Second, on the RMB exchange rate. This is an economic issue and as such, it must not be politicized. Some people try to link the RMB exchange rate with China's trade surplus, claiming that China has gained a competitive advantage by keeping the RMB exchange rate artificially low. In fact, there is no necessary linkage between the two. Take the United States for example. For over 90 years from the 1870s to the 1970s, the United States ran a trade surplus. Then it got into a deficit, and the deficit grew bigger and bigger. Obviously, this shift in the balance of trade was not the result of changes in the dollar's exchange rate. In the case of China, while we run a surplus with the United States and Europe, we have a deficit with Japan and the Republic of Korea. It is clear that to a large extent, the trade imbalances between our two countries cannot be blamed on the RMB exchange rate. China has always been highly responsible regarding the RMB exchange rate, and it is necessary to put this issue in a historical context. Measured by the Bank for International Settlement indices, RMB's real effective exchange rate appreciated by as much as 55.2% between January 1994 and July this year, while other major currencies all depreciated noticeably: the US dollar, euro and Japanese yen were down by 2.5%, 3.8% and 19.5% respectively. We have kept the RMB exchange rate basically stable at an adaptive and equilibrium level since the outbreak of the financial crisis, while many other countries have depreciated their currencies by a big margin. Our effort has greatly contributed to global economic and financial stability and the recovery of the world economy. On 19 June this year, we further advanced the reform of RMB exchange rate regime by reaffirming the need of adjustment on the basis of market supply and demand with reference to a basket of currencies, and enhanced the flexibility of the exchange rate. This represents a positive effort made by China despite the tremendous difficulties it faces. There is no basis for a drastic appreciation of RMB. I wish to point out that we will continue with exchange rate reform, for this is in China's long-term and fundamental interests. At the same time, we will take active and effective measures to conduct structural reform, expand domestic demand, especially consumer spending, and promote a more balanced BOP account.

_Data shown_.
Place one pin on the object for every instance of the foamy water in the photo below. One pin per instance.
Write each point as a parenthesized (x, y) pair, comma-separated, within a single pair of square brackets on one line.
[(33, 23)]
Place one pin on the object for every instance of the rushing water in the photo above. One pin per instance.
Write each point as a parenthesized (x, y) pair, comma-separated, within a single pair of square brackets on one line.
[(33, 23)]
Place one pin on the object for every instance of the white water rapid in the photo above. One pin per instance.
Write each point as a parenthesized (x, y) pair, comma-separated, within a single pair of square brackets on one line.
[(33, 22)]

==

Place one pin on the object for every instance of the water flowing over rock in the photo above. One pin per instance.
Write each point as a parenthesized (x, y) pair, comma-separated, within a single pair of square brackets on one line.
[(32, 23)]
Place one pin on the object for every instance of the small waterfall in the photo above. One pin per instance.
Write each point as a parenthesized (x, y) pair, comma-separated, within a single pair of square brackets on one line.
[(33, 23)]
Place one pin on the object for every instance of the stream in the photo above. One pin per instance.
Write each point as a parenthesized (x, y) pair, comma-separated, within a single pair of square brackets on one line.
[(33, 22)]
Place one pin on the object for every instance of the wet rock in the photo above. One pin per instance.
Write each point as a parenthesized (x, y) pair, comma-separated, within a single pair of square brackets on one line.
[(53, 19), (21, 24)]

_Exercise_.
Take the passage on the RMB exchange rate further, picking up after its final sentence. The material has no connection to the passage on the RMB exchange rate.

_Exercise answer_.
Third, on China's investment environment. I wish to stress here that the investment environment in China has indeed changed. It is becoming more standardized, more transparent and more favorable to investors with strategic vision. By the end of last July, paid-in foreign investment in China topped US$1 trillion. And for 18 years in a row, China has attracted more foreign investment than any other developing country. Foreign-invested companies have become an important part of the Chinese economy. The advanced technologies and managerial expertise they bring to China have had a profound impact on every sector of the Chinese economy and society and accelerated China's integration into the global economy. Foreign companies, for their part, have benefited greatly from China's open market. Even at the height of the financial crisis, their operations in China were in good shape, and many became the bright spot and profit center in the global business of their parent companies. The 2010 China Business Climate Survey released by AmCham-China early this year shows that 71% of US companies in China were profitable in 2009 and 91% were optimistic about the outlook in the next five years. By sharing with you the above information, I'm not suggesting we can be complacent. Instead, we will continue to improve foreign-related economic laws, regulations and policies, abide by WTO rules and offer a stable, transparent and predictable investment environment. All enterprises registered in China according to Chinese laws enjoy national treatment, and we give them equal treatment in terms of indigenous innovation product accreditation, government procurement and IPR protection. We sincerely welcome American businesses to actively participate in China's reform and opening-up and share the opportunities and benefits of China's prosperity and progress.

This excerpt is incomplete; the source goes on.